Entries from a pointing dataset:
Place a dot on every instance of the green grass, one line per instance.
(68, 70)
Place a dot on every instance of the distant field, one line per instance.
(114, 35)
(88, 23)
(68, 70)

▶ What is needed: Copy every line of the listing above, keeping each request unchanged, and shift each coordinate in the answers by adding 63 to it.

▶ Output below:
Place a dot on every instance of the green grass, one line per instance.
(131, 133)
Place a dot on every instance of the distant field, one line per instance.
(177, 98)
(151, 86)
(131, 133)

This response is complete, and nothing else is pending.